# Enunciado:
Redigite sem alterações o trecho do texto sobre inteligência emocional que se abre com as palavras "Vocês verão que, provavelmente" e se fecha com "flexões de braço.".

╭─ Trecho da página

Como a Inteligência Emocional Pode Fazer a Diferença
Gerald F. Sewell
Resiliência: exibir a tendência de recuperar-se rapidamente após a ocorrência de contratempos, choques, lesões, adversidades e estresse, ao mesmo tempo em que conserva o foco na organização e na missão.
—Manual de Campanha 6-22 — Liderança no Exército: Confiante, Competente e Ágil (FM 6-22 — Army Leadership: Confident, Competent, and Agile)
Vocês verão que, provavelmente nos próximos 90 a 120 dias, divulgaremos um programa abrangente para a higidez: o Comprehensive Soldier Fitness (“Higidez Total do Soldado”). O que percebemos é que é preciso dar à higidez mental o mesmo grau de atenção conferido ao condicionamento físico, porque estamos lidando com as realidades da guerra. É possível cultivarmos a resiliência na saúde mental, do mesmo modo como desenvolvemos a resistência física com as flexões de braço.
—General George W. Casey Jr., Chefe do Estado-Maior do Exército, 14 Jan 09
Após oito anos de guerra, precisamos preparar melhor nossos soldados e suas famílias, para que possam perseverar diante dos desafios inerentes ao serviço militar. A chave para aumentar a resiliência é dedicar o mesmo entusiasmo que devotamos ao condicionamento do nosso corpo ao condicionamento de nossa mente e espírito.

╰─
╭─ Dados extraídos

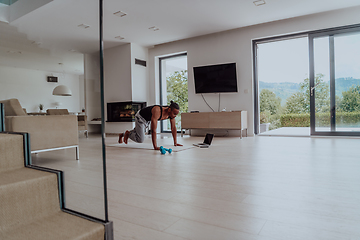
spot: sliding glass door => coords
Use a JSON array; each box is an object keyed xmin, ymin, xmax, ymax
[
  {"xmin": 159, "ymin": 53, "xmax": 188, "ymax": 132},
  {"xmin": 309, "ymin": 28, "xmax": 360, "ymax": 136}
]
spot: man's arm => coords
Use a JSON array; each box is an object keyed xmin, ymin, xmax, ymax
[{"xmin": 170, "ymin": 118, "xmax": 182, "ymax": 146}]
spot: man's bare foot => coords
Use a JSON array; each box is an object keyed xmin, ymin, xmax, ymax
[
  {"xmin": 118, "ymin": 133, "xmax": 124, "ymax": 143},
  {"xmin": 124, "ymin": 131, "xmax": 130, "ymax": 144}
]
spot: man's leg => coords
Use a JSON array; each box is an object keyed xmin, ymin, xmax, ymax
[{"xmin": 124, "ymin": 112, "xmax": 147, "ymax": 144}]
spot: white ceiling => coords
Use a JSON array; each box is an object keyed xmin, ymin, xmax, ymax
[{"xmin": 0, "ymin": 0, "xmax": 360, "ymax": 73}]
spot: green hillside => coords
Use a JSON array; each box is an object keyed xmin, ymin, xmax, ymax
[{"xmin": 259, "ymin": 78, "xmax": 360, "ymax": 106}]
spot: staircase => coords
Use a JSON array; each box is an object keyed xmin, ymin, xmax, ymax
[{"xmin": 0, "ymin": 133, "xmax": 105, "ymax": 240}]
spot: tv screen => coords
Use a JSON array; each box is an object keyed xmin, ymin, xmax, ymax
[{"xmin": 194, "ymin": 63, "xmax": 237, "ymax": 93}]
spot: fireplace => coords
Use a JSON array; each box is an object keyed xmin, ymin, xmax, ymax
[{"xmin": 107, "ymin": 102, "xmax": 146, "ymax": 122}]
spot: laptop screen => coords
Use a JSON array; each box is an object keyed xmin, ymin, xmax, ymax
[{"xmin": 204, "ymin": 133, "xmax": 214, "ymax": 145}]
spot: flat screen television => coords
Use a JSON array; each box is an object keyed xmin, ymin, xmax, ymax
[{"xmin": 193, "ymin": 63, "xmax": 237, "ymax": 93}]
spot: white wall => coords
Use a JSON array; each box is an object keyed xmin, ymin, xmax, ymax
[
  {"xmin": 84, "ymin": 53, "xmax": 101, "ymax": 132},
  {"xmin": 104, "ymin": 43, "xmax": 149, "ymax": 133},
  {"xmin": 149, "ymin": 7, "xmax": 360, "ymax": 135},
  {"xmin": 131, "ymin": 43, "xmax": 149, "ymax": 102},
  {"xmin": 0, "ymin": 63, "xmax": 81, "ymax": 112}
]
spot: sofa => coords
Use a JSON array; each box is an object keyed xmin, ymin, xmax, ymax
[{"xmin": 0, "ymin": 98, "xmax": 79, "ymax": 160}]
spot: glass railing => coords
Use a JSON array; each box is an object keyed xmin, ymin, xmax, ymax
[{"xmin": 0, "ymin": 0, "xmax": 109, "ymax": 236}]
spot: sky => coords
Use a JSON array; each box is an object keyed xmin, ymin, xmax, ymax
[{"xmin": 258, "ymin": 33, "xmax": 360, "ymax": 83}]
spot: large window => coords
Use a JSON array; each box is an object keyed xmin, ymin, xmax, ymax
[{"xmin": 160, "ymin": 53, "xmax": 188, "ymax": 132}]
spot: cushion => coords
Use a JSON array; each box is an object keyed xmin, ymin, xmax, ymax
[{"xmin": 0, "ymin": 98, "xmax": 26, "ymax": 116}]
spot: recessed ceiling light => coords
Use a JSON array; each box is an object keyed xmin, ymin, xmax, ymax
[
  {"xmin": 115, "ymin": 36, "xmax": 125, "ymax": 40},
  {"xmin": 114, "ymin": 11, "xmax": 127, "ymax": 17},
  {"xmin": 149, "ymin": 26, "xmax": 160, "ymax": 31},
  {"xmin": 78, "ymin": 23, "xmax": 90, "ymax": 28},
  {"xmin": 253, "ymin": 0, "xmax": 266, "ymax": 6},
  {"xmin": 7, "ymin": 50, "xmax": 22, "ymax": 54}
]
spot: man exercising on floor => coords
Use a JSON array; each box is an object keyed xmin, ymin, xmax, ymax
[{"xmin": 118, "ymin": 101, "xmax": 182, "ymax": 150}]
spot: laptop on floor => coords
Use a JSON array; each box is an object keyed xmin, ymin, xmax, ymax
[{"xmin": 193, "ymin": 133, "xmax": 214, "ymax": 148}]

╰─

# Exercício resolvido:
Vocês verão que, provavelmente nos próximos 90 a 120 dias, divulgaremos um programa abrangente para a higidez: o Comprehensive Soldier Fitness (“Higidez Total do Soldado”). O que percebemos é que é preciso dar à higidez mental o mesmo grau de atenção conferido ao condicionamento físico, porque estamos lidando com as realidades da guerra. É possível cultivarmos a resiliência na saúde mental, do mesmo modo como desenvolvemos a resistência física com as flexões de braço.